Can you output every line of the items below as a numbered list, skipping any blank lines?
--- begin Data in this exercise ---
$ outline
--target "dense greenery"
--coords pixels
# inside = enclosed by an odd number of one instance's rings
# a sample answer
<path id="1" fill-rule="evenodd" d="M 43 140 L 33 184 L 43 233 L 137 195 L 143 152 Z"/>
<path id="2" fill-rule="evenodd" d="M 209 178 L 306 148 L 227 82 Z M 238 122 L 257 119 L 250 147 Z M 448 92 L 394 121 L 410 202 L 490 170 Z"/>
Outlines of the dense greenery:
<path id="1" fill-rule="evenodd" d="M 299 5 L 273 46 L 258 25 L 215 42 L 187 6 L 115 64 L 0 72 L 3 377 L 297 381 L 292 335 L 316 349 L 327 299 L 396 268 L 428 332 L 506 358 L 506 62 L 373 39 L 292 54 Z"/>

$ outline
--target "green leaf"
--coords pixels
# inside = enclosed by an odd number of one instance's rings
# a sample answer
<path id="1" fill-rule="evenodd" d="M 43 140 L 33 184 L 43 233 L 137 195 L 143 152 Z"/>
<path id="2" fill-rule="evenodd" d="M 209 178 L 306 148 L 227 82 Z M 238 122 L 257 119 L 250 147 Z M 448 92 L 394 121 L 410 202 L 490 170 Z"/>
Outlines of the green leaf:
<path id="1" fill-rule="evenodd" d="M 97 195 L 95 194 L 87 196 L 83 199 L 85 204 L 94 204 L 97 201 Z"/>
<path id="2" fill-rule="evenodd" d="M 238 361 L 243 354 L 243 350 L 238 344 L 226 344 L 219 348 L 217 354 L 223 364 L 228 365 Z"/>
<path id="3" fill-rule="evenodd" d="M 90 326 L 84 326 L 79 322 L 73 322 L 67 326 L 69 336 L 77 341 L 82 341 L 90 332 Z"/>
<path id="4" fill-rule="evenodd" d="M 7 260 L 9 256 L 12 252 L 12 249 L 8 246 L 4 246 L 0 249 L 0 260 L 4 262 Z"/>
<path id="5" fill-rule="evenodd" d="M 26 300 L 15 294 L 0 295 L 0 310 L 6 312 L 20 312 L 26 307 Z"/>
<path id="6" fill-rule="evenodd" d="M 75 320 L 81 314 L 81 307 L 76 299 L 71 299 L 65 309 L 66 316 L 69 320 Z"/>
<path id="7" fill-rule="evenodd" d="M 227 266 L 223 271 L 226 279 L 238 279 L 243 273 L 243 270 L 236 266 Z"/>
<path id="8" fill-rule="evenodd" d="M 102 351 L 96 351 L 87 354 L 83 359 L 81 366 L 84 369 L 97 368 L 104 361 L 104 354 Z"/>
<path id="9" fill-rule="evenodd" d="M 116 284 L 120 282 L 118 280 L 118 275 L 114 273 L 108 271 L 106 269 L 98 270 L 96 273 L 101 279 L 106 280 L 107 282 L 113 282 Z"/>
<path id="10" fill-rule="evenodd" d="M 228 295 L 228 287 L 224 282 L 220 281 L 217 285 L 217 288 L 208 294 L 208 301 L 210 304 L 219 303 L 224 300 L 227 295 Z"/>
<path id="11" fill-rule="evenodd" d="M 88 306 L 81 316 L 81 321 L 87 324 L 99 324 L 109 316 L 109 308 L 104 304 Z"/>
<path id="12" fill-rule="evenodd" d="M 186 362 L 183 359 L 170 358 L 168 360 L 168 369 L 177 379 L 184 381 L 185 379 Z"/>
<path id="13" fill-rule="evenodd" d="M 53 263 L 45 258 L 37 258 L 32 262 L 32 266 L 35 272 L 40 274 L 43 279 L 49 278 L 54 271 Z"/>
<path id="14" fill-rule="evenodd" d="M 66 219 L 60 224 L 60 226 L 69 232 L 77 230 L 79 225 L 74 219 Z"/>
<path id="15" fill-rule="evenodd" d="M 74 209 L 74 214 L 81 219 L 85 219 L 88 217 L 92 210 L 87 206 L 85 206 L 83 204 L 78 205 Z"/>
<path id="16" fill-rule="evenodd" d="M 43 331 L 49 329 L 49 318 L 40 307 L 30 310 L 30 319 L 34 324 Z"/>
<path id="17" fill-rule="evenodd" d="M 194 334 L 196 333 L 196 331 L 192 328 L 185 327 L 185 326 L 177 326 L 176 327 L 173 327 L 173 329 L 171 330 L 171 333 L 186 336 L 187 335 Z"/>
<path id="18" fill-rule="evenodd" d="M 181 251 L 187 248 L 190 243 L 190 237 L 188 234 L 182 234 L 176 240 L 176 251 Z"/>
--- end Data in this exercise ---
**Solved problem**
1. $ outline
2. --target "dense greenery"
3. --coords pixels
4. # inside = enclosed by an odd number of one instance's rings
5. # a sample answer
6. <path id="1" fill-rule="evenodd" d="M 43 140 L 33 184 L 43 233 L 137 195 L 143 152 Z"/>
7. <path id="2" fill-rule="evenodd" d="M 209 178 L 306 148 L 227 82 Z M 238 122 L 257 119 L 250 147 Z M 448 92 L 394 121 L 410 202 L 490 170 Z"/>
8. Outlines of the dense greenery:
9. <path id="1" fill-rule="evenodd" d="M 299 5 L 273 46 L 258 25 L 215 42 L 187 6 L 115 64 L 0 72 L 3 377 L 297 381 L 292 335 L 316 349 L 327 299 L 396 268 L 428 332 L 506 358 L 506 62 L 373 39 L 292 54 Z"/>
10. $ outline
11. --target "green leaf"
12. --coords pixels
13. # inside = enclosed by an odd number of one instance's rings
14. # a sample answer
15. <path id="1" fill-rule="evenodd" d="M 43 140 L 33 184 L 43 233 L 137 195 L 143 152 Z"/>
16. <path id="2" fill-rule="evenodd" d="M 209 178 L 306 148 L 227 82 Z M 238 122 L 257 119 L 250 147 Z M 448 92 L 394 121 L 410 202 L 490 170 Z"/>
17. Outlines of the green leaf:
18. <path id="1" fill-rule="evenodd" d="M 97 195 L 95 194 L 87 196 L 83 199 L 85 204 L 94 204 L 97 201 Z"/>
19. <path id="2" fill-rule="evenodd" d="M 238 361 L 243 354 L 243 350 L 238 344 L 226 344 L 219 348 L 217 354 L 223 364 L 228 365 Z"/>
20. <path id="3" fill-rule="evenodd" d="M 90 326 L 84 326 L 79 322 L 73 322 L 67 326 L 69 336 L 77 341 L 82 341 L 90 332 Z"/>
21. <path id="4" fill-rule="evenodd" d="M 7 260 L 9 256 L 12 252 L 12 249 L 8 246 L 4 246 L 0 249 L 0 260 L 4 262 Z"/>
22. <path id="5" fill-rule="evenodd" d="M 26 300 L 15 294 L 0 295 L 0 310 L 6 312 L 20 312 L 26 307 Z"/>
23. <path id="6" fill-rule="evenodd" d="M 75 320 L 81 314 L 81 307 L 76 299 L 71 299 L 65 309 L 66 316 L 69 320 Z"/>
24. <path id="7" fill-rule="evenodd" d="M 227 266 L 223 271 L 226 279 L 238 279 L 243 273 L 243 270 L 236 266 Z"/>
25. <path id="8" fill-rule="evenodd" d="M 102 351 L 96 351 L 87 354 L 83 359 L 81 366 L 84 369 L 97 368 L 104 361 L 104 354 Z"/>
26. <path id="9" fill-rule="evenodd" d="M 116 284 L 120 282 L 118 280 L 118 275 L 114 273 L 108 271 L 106 269 L 98 270 L 96 273 L 101 279 L 106 280 L 107 282 L 113 282 Z"/>
27. <path id="10" fill-rule="evenodd" d="M 228 295 L 228 287 L 224 282 L 220 281 L 217 285 L 217 288 L 208 294 L 208 301 L 210 304 L 219 303 L 224 300 L 227 295 Z"/>
28. <path id="11" fill-rule="evenodd" d="M 88 306 L 81 316 L 81 321 L 87 324 L 99 324 L 109 316 L 109 308 L 104 304 Z"/>
29. <path id="12" fill-rule="evenodd" d="M 186 362 L 183 359 L 170 358 L 168 360 L 168 369 L 177 379 L 184 381 L 185 379 Z"/>
30. <path id="13" fill-rule="evenodd" d="M 53 263 L 45 258 L 37 258 L 32 262 L 32 266 L 35 272 L 40 274 L 43 279 L 49 278 L 54 271 Z"/>
31. <path id="14" fill-rule="evenodd" d="M 66 219 L 60 224 L 60 226 L 69 232 L 77 230 L 79 225 L 74 219 Z"/>
32. <path id="15" fill-rule="evenodd" d="M 74 209 L 74 214 L 81 219 L 85 219 L 88 217 L 92 210 L 87 206 L 85 206 L 83 204 L 78 205 Z"/>
33. <path id="16" fill-rule="evenodd" d="M 43 331 L 49 329 L 49 318 L 40 307 L 30 310 L 30 319 L 34 324 Z"/>
34. <path id="17" fill-rule="evenodd" d="M 194 334 L 196 333 L 196 331 L 192 328 L 185 327 L 185 326 L 177 326 L 176 327 L 173 327 L 173 329 L 171 330 L 171 333 L 186 336 L 187 335 Z"/>
35. <path id="18" fill-rule="evenodd" d="M 181 251 L 187 248 L 190 243 L 190 237 L 188 234 L 182 234 L 176 240 L 176 251 Z"/>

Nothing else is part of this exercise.